Return, word for word, the lines from the entries below that start with the line containing "Practice: locate the dirt" and end with the line containing "Practice: locate the condiment", keeping both of those lines.

**Dataset rows:**
** BEGIN **
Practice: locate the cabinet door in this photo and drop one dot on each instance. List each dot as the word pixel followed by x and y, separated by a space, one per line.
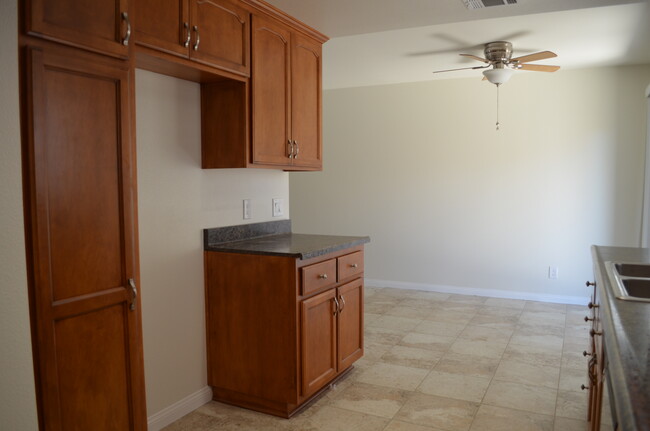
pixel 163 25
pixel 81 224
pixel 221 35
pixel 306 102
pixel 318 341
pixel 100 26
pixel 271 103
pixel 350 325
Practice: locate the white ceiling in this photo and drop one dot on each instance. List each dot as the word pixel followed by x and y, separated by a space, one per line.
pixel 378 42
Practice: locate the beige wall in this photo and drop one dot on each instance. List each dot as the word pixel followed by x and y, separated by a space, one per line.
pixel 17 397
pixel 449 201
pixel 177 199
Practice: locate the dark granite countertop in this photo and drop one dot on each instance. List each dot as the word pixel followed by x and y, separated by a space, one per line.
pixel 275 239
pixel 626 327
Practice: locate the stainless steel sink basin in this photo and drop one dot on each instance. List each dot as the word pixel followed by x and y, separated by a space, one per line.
** END **
** BEGIN **
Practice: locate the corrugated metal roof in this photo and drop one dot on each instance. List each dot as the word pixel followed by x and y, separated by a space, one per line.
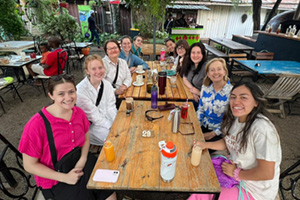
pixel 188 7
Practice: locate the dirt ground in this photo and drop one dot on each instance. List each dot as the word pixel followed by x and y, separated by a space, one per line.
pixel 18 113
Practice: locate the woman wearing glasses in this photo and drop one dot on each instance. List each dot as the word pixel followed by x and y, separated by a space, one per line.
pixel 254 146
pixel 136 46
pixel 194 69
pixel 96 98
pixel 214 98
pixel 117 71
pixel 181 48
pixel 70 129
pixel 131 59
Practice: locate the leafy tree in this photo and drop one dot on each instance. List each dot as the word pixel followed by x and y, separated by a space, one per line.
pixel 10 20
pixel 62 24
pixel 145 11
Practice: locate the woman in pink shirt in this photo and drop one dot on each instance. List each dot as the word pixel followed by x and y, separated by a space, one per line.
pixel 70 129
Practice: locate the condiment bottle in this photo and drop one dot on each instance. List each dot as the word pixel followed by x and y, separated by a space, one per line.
** END **
** BEGIN **
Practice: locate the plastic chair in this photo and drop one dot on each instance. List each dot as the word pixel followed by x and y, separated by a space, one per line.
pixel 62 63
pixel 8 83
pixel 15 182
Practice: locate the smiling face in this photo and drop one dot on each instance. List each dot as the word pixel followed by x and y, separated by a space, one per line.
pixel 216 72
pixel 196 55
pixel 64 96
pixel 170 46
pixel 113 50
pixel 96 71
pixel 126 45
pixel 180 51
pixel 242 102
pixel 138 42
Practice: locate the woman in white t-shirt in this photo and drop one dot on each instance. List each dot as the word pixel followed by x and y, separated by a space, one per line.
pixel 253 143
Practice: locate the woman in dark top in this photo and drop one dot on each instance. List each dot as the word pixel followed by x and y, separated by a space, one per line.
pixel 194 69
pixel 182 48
** END **
**Output:**
Practice: locate the dirt ground in this photo and drop one dot on each instance. List each dot as the word pixel followed by x and y, separated by a space, one per line.
pixel 18 113
Practice: locate the woman wearing glasses in this photo and drop one dot on each instance. List each dot as the word pixel followed by x and y, separated by a space, one per line.
pixel 254 146
pixel 136 46
pixel 194 69
pixel 96 98
pixel 214 98
pixel 117 71
pixel 181 48
pixel 70 129
pixel 131 59
Practice: locate the leafy tree in this photo and drop one dot on each instance. List each dot as the word pixel followed by x and y, separated by a space, one per line.
pixel 10 20
pixel 62 24
pixel 145 11
Practice: locate the woman in pink shirt in this photo and drop one dot on each instance. List each dot as the word pixel followed by x and y, separated by a space, one per line.
pixel 70 129
Practice: locate the condiment bottle in this photo and drop one dot on each instance. List each dot as the word pixel followed by x and y, separated by a space, one per line.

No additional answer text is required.